__STATED GOAL__
Begin at the line of the material that has "Guideline: for each instance of the thistle-like" and stop after the line that has "column 238, row 155". Reproduce those lines, changing "purple flower" to "violet flower" and leaving everything else unaltered.

__EXERCISE INPUTS__
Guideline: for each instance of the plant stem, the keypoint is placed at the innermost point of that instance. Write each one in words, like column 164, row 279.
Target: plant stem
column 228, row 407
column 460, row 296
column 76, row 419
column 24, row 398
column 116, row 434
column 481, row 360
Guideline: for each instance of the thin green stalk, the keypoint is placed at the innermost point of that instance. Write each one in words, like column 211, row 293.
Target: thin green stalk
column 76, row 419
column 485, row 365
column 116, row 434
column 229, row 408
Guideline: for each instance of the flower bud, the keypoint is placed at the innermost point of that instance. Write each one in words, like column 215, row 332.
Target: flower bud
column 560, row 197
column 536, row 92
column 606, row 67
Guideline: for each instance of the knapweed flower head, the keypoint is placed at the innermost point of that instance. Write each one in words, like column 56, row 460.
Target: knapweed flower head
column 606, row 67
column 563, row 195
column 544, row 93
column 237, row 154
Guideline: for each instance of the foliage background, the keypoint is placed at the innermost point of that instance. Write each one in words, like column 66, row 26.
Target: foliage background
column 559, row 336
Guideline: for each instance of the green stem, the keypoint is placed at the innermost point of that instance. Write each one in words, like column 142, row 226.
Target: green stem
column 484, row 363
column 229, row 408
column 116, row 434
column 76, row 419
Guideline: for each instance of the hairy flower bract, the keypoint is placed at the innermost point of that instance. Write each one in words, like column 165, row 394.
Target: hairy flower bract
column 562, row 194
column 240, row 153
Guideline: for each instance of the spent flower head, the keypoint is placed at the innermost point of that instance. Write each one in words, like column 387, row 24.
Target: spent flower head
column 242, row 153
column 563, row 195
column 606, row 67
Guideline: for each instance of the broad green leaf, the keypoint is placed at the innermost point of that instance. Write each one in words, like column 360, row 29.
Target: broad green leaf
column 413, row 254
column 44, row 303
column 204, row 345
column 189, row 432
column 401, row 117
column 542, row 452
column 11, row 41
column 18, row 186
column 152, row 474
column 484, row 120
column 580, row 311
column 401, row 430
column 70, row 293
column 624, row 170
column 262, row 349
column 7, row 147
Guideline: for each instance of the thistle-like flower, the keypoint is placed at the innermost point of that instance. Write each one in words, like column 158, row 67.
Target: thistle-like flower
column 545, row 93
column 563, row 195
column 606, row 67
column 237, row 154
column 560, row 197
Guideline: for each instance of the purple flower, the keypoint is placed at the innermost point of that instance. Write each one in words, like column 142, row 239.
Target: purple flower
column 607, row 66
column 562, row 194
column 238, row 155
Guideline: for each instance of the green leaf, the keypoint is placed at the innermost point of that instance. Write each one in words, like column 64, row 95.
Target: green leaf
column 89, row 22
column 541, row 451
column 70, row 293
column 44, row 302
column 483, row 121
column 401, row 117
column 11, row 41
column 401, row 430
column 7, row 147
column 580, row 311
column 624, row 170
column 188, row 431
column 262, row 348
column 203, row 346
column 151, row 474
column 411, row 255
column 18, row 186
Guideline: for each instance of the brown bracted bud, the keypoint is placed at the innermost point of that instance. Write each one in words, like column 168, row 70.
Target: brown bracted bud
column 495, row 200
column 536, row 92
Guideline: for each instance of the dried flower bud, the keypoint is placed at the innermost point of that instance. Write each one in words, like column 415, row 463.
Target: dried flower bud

__OUTPUT FOR THIS TASK__
Guideline: for each instance of the thistle-like flower, the keypoint is placed at the innermost point of that instance. Write each one in words, like column 158, row 67.
Target: thistle-like flower
column 545, row 93
column 563, row 195
column 606, row 67
column 237, row 154
column 560, row 197
Guideline: for each instance of the violet flower, the keypoint is placed at the innermost point of that instance. Write each one in words, like column 142, row 239.
Target: violet flower
column 607, row 66
column 562, row 194
column 238, row 155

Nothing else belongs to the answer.